_Problem to solve_
Quote the rows below word for word, from the very first line through the line containing "211], [46, 191]]", and include both ends.

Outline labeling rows
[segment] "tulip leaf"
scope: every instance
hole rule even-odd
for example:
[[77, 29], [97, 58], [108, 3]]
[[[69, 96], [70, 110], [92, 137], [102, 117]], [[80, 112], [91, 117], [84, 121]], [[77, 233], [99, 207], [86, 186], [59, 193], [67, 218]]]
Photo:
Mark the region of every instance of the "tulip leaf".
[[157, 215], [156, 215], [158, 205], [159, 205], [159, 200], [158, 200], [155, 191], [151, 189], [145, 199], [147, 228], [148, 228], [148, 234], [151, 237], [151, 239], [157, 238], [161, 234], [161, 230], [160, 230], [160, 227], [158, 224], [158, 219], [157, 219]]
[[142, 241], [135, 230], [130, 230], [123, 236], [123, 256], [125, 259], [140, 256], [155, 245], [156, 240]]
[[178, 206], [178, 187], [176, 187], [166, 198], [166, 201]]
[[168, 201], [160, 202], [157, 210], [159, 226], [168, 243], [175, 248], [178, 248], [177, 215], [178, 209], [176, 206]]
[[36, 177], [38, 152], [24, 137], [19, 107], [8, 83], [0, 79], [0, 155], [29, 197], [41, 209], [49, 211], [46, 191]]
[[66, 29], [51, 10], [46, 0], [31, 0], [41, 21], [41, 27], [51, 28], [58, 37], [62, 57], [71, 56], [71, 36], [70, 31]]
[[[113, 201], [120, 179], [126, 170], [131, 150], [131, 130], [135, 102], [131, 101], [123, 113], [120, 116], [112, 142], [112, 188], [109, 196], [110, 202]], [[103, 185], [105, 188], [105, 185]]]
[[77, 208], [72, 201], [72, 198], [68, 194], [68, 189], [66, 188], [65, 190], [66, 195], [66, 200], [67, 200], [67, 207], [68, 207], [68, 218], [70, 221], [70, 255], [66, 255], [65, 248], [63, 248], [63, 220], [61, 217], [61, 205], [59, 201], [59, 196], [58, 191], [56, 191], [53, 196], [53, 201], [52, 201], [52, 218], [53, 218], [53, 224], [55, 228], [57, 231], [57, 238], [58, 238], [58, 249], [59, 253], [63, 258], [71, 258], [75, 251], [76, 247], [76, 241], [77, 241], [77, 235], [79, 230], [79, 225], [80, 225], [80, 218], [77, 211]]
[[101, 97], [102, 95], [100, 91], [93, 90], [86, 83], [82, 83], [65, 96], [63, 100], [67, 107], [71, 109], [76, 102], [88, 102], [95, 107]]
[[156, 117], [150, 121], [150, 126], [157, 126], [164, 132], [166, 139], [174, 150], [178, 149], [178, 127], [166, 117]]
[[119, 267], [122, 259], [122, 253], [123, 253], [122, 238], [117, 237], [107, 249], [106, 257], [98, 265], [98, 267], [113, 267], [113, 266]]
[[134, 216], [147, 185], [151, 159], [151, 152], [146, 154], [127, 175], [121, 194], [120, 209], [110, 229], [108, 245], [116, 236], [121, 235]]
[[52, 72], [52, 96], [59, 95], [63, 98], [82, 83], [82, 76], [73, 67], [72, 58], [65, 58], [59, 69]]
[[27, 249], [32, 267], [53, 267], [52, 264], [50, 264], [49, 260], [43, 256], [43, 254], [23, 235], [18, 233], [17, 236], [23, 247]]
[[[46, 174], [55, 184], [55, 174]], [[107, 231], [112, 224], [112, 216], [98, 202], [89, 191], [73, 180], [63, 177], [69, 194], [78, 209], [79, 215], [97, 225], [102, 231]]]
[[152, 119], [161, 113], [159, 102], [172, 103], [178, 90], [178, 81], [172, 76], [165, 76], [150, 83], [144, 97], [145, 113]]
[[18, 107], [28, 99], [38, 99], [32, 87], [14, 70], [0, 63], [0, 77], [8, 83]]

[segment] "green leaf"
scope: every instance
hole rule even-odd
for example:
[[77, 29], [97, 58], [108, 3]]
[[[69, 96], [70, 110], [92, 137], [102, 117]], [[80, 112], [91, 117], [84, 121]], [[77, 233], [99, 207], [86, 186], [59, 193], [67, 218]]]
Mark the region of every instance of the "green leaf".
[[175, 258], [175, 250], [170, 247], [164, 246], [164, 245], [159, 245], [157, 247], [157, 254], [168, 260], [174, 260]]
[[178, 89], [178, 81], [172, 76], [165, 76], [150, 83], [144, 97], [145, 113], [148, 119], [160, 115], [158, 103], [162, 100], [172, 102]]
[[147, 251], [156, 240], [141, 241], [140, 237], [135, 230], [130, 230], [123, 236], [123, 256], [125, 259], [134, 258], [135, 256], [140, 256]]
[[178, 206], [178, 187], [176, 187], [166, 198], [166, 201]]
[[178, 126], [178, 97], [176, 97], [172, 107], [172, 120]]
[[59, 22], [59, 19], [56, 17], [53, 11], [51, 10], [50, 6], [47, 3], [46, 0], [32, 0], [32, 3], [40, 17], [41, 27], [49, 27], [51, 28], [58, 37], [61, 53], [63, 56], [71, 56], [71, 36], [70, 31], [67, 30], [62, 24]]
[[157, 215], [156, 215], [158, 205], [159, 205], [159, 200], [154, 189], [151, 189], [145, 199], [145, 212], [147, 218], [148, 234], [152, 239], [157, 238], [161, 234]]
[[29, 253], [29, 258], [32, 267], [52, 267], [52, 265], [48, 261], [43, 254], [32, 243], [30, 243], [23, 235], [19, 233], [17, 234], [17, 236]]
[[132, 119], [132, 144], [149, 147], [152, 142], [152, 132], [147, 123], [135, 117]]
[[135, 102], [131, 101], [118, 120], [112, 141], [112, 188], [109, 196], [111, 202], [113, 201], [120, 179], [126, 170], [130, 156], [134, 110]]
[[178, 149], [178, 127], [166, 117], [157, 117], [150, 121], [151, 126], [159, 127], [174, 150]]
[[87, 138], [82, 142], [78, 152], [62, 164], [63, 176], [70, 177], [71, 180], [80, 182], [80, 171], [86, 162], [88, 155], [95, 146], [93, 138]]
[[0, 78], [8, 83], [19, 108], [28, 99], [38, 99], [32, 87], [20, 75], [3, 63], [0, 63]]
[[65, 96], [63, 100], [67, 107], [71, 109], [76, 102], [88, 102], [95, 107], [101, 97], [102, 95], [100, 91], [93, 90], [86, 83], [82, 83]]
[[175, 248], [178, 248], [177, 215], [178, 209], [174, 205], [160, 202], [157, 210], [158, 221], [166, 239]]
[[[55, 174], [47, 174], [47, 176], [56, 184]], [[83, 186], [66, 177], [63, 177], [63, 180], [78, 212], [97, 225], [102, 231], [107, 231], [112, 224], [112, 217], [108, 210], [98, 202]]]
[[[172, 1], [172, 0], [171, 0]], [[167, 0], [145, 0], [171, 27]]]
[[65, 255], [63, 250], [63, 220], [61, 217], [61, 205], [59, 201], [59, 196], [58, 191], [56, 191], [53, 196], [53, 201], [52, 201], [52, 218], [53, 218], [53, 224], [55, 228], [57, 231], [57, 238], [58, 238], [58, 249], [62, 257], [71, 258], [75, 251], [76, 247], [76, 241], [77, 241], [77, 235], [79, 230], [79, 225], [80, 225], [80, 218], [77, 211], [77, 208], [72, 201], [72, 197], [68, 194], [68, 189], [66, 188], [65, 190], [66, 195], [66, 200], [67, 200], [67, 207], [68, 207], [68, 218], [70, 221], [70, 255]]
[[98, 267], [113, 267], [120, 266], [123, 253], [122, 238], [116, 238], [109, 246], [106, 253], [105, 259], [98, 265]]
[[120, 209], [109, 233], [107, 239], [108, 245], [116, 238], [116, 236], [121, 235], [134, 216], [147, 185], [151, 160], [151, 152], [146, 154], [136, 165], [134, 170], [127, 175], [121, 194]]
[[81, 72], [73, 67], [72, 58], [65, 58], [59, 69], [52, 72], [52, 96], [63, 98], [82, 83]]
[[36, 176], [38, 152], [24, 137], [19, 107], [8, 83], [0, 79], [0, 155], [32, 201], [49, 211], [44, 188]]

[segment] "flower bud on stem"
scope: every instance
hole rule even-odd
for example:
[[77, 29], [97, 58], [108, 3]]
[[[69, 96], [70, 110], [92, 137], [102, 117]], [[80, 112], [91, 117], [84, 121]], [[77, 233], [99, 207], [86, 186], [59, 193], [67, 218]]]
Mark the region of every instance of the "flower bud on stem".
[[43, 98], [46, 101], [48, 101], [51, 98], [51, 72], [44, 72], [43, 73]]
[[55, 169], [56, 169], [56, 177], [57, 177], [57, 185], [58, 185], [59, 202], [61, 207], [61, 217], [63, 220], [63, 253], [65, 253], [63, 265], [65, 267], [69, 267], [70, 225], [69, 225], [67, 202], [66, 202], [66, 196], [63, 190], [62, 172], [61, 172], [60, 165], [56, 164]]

_The reply_
[segment] "tulip leaf"
scope: every instance
hole rule even-odd
for example:
[[77, 29], [97, 58], [108, 3]]
[[[69, 96], [70, 110], [92, 137], [102, 117]], [[80, 112], [91, 117], [84, 121]], [[77, 233], [99, 207], [86, 186], [59, 193], [67, 218]]]
Photo:
Mark the region of every instance of the "tulip leaf".
[[157, 215], [156, 215], [158, 205], [159, 205], [159, 200], [158, 200], [155, 191], [151, 189], [145, 199], [147, 228], [148, 228], [148, 234], [151, 237], [151, 239], [157, 238], [161, 234], [161, 230], [160, 230], [160, 227], [158, 224], [158, 219], [157, 219]]
[[142, 241], [135, 230], [130, 230], [123, 236], [123, 256], [125, 259], [140, 256], [155, 245], [156, 240]]
[[178, 206], [178, 187], [176, 187], [166, 198], [166, 201]]
[[168, 201], [160, 202], [157, 210], [159, 226], [168, 243], [175, 248], [178, 248], [177, 215], [178, 209], [176, 206]]
[[36, 177], [38, 152], [24, 137], [19, 107], [8, 83], [0, 79], [0, 155], [29, 197], [41, 209], [49, 211], [46, 191]]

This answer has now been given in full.